WHAT IS ASKED:
Reproduce all of the material below line for line, without any changes.

RECORDS PROVIDED:
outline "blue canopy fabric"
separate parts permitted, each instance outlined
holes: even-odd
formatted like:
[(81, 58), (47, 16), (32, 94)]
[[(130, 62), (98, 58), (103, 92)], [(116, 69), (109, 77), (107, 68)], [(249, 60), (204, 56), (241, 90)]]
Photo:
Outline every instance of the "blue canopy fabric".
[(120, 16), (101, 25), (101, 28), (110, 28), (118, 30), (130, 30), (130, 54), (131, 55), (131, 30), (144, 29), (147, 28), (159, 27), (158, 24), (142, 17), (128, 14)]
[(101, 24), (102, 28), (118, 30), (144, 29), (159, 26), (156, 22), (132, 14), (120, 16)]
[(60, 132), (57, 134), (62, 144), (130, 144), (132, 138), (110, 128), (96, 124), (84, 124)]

SOLUTION:
outline "blue canopy fabric"
separate parts permitted, each instance outlined
holes: even-odd
formatted like:
[(81, 58), (47, 16), (32, 94)]
[[(130, 62), (98, 58), (103, 92)], [(116, 69), (109, 77), (107, 68)], [(249, 60), (204, 56), (241, 90)]]
Photo:
Outline every instance of the "blue canopy fabric".
[(120, 16), (101, 25), (101, 28), (110, 28), (118, 30), (130, 30), (130, 54), (131, 55), (131, 30), (144, 29), (147, 28), (159, 27), (158, 24), (142, 17), (128, 14)]
[(101, 24), (102, 28), (118, 30), (144, 29), (159, 26), (156, 22), (132, 14), (120, 16)]
[(60, 132), (57, 134), (62, 144), (130, 144), (132, 138), (110, 128), (96, 124), (84, 124)]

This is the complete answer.